Saved entries
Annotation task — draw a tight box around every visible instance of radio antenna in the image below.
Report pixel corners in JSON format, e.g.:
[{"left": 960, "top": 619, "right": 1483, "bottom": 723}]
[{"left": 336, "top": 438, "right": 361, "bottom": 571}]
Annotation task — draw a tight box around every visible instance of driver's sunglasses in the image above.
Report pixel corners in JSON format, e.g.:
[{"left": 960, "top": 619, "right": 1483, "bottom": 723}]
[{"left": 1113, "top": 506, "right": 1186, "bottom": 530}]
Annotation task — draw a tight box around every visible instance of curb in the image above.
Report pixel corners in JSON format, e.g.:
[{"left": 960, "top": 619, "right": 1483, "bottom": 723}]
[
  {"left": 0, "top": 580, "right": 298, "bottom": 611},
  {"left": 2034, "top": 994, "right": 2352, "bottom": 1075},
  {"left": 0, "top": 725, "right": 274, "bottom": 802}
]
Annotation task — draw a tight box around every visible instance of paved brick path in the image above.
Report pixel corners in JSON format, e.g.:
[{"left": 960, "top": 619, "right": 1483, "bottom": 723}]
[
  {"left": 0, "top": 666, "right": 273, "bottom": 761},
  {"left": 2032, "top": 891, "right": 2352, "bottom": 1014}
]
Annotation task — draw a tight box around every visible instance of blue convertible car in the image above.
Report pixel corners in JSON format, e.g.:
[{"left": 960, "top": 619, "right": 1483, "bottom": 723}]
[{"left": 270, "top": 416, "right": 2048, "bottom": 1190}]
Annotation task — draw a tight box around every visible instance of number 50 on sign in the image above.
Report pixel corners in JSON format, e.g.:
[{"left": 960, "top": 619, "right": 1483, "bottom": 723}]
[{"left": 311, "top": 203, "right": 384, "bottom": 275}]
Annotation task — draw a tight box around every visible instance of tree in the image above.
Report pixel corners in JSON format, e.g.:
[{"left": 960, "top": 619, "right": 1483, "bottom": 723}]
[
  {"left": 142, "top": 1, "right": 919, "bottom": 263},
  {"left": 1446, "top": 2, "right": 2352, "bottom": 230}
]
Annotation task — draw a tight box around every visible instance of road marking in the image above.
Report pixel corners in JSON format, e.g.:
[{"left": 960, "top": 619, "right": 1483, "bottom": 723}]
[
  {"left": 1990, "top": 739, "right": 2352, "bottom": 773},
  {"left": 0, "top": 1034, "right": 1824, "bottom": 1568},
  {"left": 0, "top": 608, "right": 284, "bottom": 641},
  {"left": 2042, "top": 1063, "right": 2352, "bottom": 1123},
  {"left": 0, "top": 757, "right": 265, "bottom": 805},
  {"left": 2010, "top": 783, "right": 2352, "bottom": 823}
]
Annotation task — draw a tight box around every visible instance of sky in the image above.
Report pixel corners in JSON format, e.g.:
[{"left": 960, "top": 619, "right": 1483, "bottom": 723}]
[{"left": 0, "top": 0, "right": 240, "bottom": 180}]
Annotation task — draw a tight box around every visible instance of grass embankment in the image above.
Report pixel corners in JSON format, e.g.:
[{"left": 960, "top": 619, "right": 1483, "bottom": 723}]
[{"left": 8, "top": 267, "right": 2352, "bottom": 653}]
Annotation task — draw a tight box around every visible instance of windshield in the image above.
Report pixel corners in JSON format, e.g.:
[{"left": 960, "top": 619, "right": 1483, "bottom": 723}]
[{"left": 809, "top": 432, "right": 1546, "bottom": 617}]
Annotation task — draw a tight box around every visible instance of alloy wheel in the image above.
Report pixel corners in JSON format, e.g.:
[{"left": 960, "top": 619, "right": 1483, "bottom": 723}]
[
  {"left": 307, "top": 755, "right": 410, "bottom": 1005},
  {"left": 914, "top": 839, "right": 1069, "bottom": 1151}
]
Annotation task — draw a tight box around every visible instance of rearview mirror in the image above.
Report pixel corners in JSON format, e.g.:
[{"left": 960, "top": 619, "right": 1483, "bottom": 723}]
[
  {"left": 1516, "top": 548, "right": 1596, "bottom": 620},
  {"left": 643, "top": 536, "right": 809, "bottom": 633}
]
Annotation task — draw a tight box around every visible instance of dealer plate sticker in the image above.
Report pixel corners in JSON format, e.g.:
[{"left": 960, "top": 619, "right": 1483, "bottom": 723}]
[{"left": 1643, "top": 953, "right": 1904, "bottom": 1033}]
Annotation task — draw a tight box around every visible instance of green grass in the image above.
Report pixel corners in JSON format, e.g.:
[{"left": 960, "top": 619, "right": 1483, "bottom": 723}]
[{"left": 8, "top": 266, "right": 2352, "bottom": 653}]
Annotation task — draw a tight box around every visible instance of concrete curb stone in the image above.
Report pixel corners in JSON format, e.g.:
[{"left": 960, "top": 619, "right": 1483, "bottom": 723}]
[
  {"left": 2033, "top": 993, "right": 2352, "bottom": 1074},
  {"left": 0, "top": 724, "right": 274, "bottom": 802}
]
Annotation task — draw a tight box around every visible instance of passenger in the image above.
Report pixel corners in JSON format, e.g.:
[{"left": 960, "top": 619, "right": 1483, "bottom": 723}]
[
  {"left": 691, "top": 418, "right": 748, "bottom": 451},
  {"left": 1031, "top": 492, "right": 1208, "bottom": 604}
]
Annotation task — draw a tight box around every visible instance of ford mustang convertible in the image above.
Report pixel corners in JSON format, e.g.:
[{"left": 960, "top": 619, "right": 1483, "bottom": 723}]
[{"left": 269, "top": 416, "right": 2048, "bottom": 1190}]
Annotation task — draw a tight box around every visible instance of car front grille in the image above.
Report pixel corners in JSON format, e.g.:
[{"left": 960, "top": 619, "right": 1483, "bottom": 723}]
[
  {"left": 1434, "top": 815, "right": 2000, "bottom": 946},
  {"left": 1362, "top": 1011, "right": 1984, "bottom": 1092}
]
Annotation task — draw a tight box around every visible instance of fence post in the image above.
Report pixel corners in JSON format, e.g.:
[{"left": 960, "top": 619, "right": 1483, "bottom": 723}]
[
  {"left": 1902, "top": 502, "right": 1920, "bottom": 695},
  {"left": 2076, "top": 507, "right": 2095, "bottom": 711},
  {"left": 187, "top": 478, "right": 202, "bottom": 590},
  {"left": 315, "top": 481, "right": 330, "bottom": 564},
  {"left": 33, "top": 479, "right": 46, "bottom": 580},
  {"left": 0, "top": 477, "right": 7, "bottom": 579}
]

Exercise instructions: From the records above, extract each line exactly as shown.

Solved exercise:
Annotation task — draw a tight box around every visible instance of radio antenna in the image below.
Report pixel corners in JSON format, e.g.:
[{"left": 960, "top": 619, "right": 1483, "bottom": 723}]
[{"left": 336, "top": 438, "right": 361, "bottom": 571}]
Annotation task — draw a tight box around every visible instance of driver's sunglasses in the image above.
Report pixel corners in JSON format, e.g.:
[{"left": 960, "top": 619, "right": 1483, "bottom": 723}]
[{"left": 1113, "top": 506, "right": 1186, "bottom": 530}]
Annotation task — draw a tight box around every visible instance of curb in the image above.
Report pixel corners in JSON format, e.g.:
[{"left": 960, "top": 619, "right": 1483, "bottom": 723}]
[
  {"left": 0, "top": 580, "right": 298, "bottom": 611},
  {"left": 2034, "top": 994, "right": 2352, "bottom": 1075},
  {"left": 0, "top": 725, "right": 274, "bottom": 802}
]
Annotation task — draw a tight box around every visible instance of paved brick path in the image above.
Report pixel corners in JSON format, e.g.:
[{"left": 960, "top": 619, "right": 1483, "bottom": 723}]
[
  {"left": 0, "top": 666, "right": 273, "bottom": 761},
  {"left": 2032, "top": 891, "right": 2352, "bottom": 1014}
]
Annotation task — draw a tight box around every visible instance of blue convertible car in the image above.
Report pixel corners in JSON format, e.g.:
[{"left": 960, "top": 619, "right": 1483, "bottom": 723}]
[{"left": 270, "top": 416, "right": 2048, "bottom": 1190}]
Annotation task — draw a tight box around every visible instance of number 50 on sign in the image above.
Report pixel corners in JSON format, e.g.:
[{"left": 960, "top": 619, "right": 1483, "bottom": 723}]
[{"left": 311, "top": 203, "right": 384, "bottom": 275}]
Annotation task — draw a tight box around every visible instance of tree in the image above.
Report pixel corners in JSON format, e.g.:
[{"left": 960, "top": 619, "right": 1483, "bottom": 723}]
[
  {"left": 142, "top": 1, "right": 919, "bottom": 263},
  {"left": 1446, "top": 2, "right": 2352, "bottom": 230}
]
Annotation task — draw a tight box around every visible instance of road marking in the image above.
Report pixel corners in JSON format, e.g.:
[{"left": 960, "top": 619, "right": 1483, "bottom": 723}]
[
  {"left": 1990, "top": 739, "right": 2352, "bottom": 773},
  {"left": 0, "top": 1034, "right": 1824, "bottom": 1568},
  {"left": 0, "top": 608, "right": 284, "bottom": 641},
  {"left": 2042, "top": 1063, "right": 2352, "bottom": 1123},
  {"left": 0, "top": 757, "right": 265, "bottom": 805},
  {"left": 2010, "top": 783, "right": 2352, "bottom": 823}
]
Annotation task — draw a tight box around every visible instance of sky in the image above.
Report pixel corners in JSON format, e.g.:
[{"left": 960, "top": 619, "right": 1483, "bottom": 723}]
[{"left": 0, "top": 0, "right": 240, "bottom": 180}]
Annotation task — draw a tight box around every visible instance of grass embankment in the image above.
Report pixel corners in JSON format, e.g.:
[{"left": 960, "top": 619, "right": 1483, "bottom": 723}]
[{"left": 8, "top": 267, "right": 2352, "bottom": 653}]
Annotation task — draw a tight box around every visible instance of windshield in the image above.
Report pixel corners in JSON format, e.g.:
[{"left": 960, "top": 619, "right": 1483, "bottom": 723}]
[{"left": 809, "top": 432, "right": 1546, "bottom": 617}]
Annotation task — draw a tight box around every visible instance of alloy wheel in the image above.
Report pixel corners in JSON format, e.g.:
[{"left": 960, "top": 619, "right": 1483, "bottom": 723}]
[
  {"left": 307, "top": 755, "right": 410, "bottom": 1005},
  {"left": 914, "top": 839, "right": 1069, "bottom": 1151}
]
Annotation task — draw a tight box around every visible instance of rearview mirror in the image above.
Report pixel corners in JSON format, e.g.:
[{"left": 960, "top": 619, "right": 1483, "bottom": 723}]
[
  {"left": 1516, "top": 548, "right": 1596, "bottom": 620},
  {"left": 643, "top": 536, "right": 809, "bottom": 633}
]
Annotation task — draw a tight box around every visible instance of dealer plate sticker in the image above.
Report pixel corners in JSON format, e.g.:
[{"left": 960, "top": 619, "right": 1483, "bottom": 723}]
[{"left": 1643, "top": 953, "right": 1904, "bottom": 1033}]
Annotation task — draw a tight box around every visible instance of green grass in the image above.
Report pixel corners in JSON format, e.g.:
[{"left": 960, "top": 619, "right": 1483, "bottom": 723}]
[{"left": 8, "top": 266, "right": 2352, "bottom": 653}]
Annotation task — draw a tight box around every visible instance of concrete curb stone in the image above.
Report pixel corners in JSON format, e.g.:
[{"left": 960, "top": 619, "right": 1483, "bottom": 723}]
[
  {"left": 2033, "top": 993, "right": 2352, "bottom": 1074},
  {"left": 0, "top": 724, "right": 274, "bottom": 802}
]
Annotation task — draw a tight box around every visible instance of passenger in the image above.
Report pixel corners in JSON format, e.g.:
[{"left": 960, "top": 619, "right": 1483, "bottom": 723}]
[
  {"left": 691, "top": 418, "right": 748, "bottom": 451},
  {"left": 1031, "top": 492, "right": 1208, "bottom": 604}
]
Annotation task — draw a tight box around every visible instance of ford mustang convertible in the image above.
Report pixel corners in JSON format, e.g.:
[{"left": 960, "top": 619, "right": 1483, "bottom": 723}]
[{"left": 269, "top": 416, "right": 2048, "bottom": 1190}]
Annotation task — draw a tight box around every visible instance of car front grille in the image above.
Report pixel corners in JSON format, e.g.:
[{"left": 960, "top": 619, "right": 1483, "bottom": 723}]
[
  {"left": 1434, "top": 815, "right": 2000, "bottom": 946},
  {"left": 1362, "top": 1011, "right": 1984, "bottom": 1092}
]
Annotation task — draw a tight box around every visible instance of fence post in the image above.
Report pixel corners in JSON format, e.g.:
[{"left": 960, "top": 619, "right": 1483, "bottom": 723}]
[
  {"left": 1902, "top": 502, "right": 1920, "bottom": 695},
  {"left": 2076, "top": 507, "right": 2095, "bottom": 711},
  {"left": 187, "top": 478, "right": 202, "bottom": 590},
  {"left": 315, "top": 481, "right": 330, "bottom": 564},
  {"left": 33, "top": 479, "right": 46, "bottom": 580},
  {"left": 0, "top": 477, "right": 7, "bottom": 579}
]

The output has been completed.